▶ SOURCE DATA:
──────

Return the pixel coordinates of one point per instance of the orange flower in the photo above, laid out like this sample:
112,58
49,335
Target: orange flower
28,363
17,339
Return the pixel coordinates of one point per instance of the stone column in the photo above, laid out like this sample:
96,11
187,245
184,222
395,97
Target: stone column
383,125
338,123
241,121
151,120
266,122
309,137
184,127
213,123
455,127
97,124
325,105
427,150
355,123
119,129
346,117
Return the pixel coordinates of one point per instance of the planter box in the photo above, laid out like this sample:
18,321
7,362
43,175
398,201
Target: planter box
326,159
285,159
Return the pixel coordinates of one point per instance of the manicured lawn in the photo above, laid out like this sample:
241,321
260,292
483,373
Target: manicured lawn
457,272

──────

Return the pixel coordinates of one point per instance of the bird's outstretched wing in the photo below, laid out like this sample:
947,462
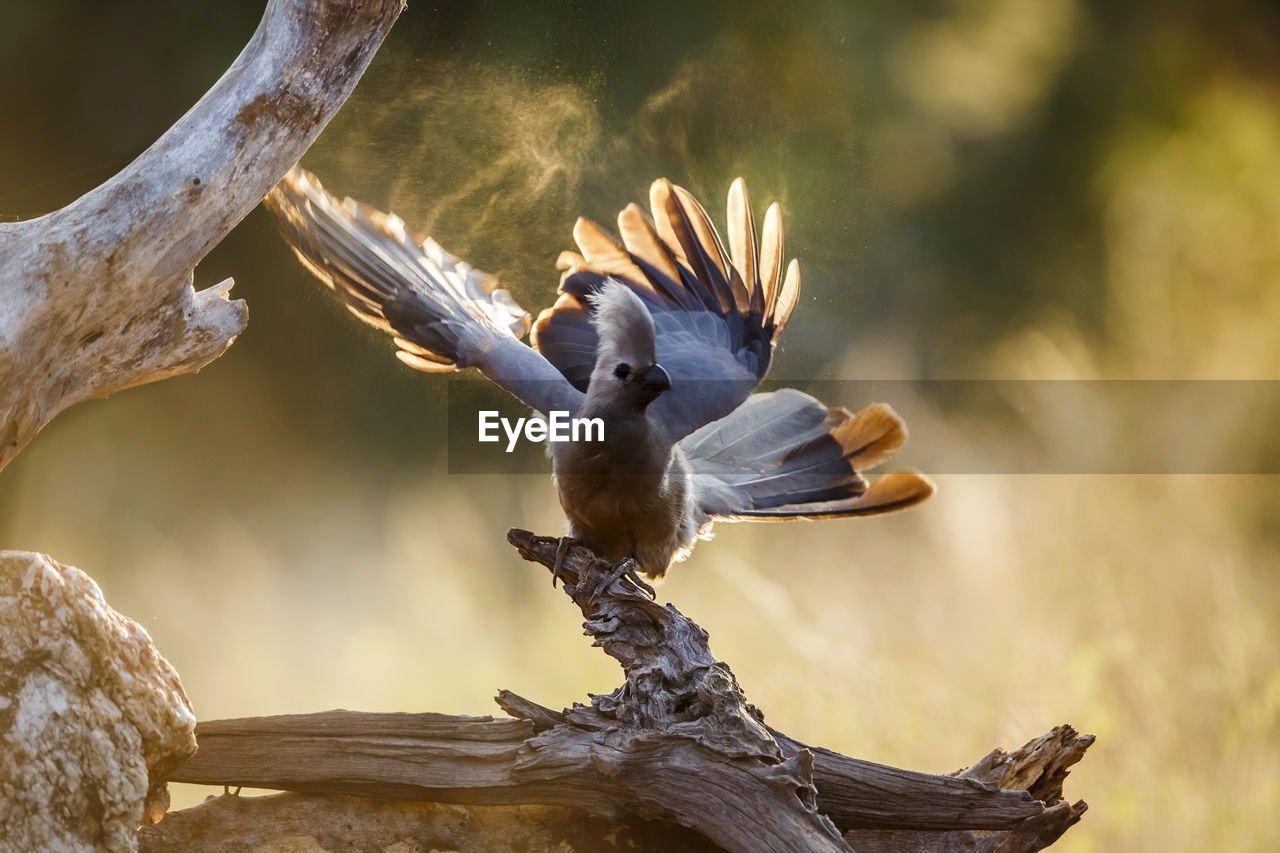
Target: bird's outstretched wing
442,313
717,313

──────

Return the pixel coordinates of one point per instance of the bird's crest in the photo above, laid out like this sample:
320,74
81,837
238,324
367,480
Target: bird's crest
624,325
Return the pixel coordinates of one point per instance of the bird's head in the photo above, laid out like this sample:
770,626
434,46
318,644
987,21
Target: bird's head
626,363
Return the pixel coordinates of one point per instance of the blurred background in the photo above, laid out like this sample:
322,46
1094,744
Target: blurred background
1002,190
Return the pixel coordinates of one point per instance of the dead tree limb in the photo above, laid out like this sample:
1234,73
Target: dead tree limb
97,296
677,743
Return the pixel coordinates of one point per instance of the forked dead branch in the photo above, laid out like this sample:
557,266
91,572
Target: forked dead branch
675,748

──────

▶ REQUIRED ACTION: Scan the entries and show every line in which the word "above" is found.

▶ RESPONSE AREA:
Return the pixel coordinates of one point per instance of the orange flower in the photo above, laid out like this sample:
Return the pixel coordinates of one point per instance of the stone column in the photo above, laid out like this sample:
Return the pixel coordinates of one point per instance of the planter box in the photo above, laid out like this sample:
Return the pixel coordinates of one point per instance of the manicured lawn in the photo above, laid out like this sample:
Return the pixel coordinates of one point per instance of the bird's crest in the photo above, laid out like this sample:
Return the pixel coordinates of one point per instance of the bird's head in the photo above, laid out like this sample:
Return the pixel coordinates of one point per instance of the blurred background in the photo above, laid out like this sample:
Return the pixel coordinates of one point per instance of the dead tree limb in the photo above, laid out like this sample:
Return the pixel coordinates of one point per instance of the forked dead branch in the photo above, laid out like this sample:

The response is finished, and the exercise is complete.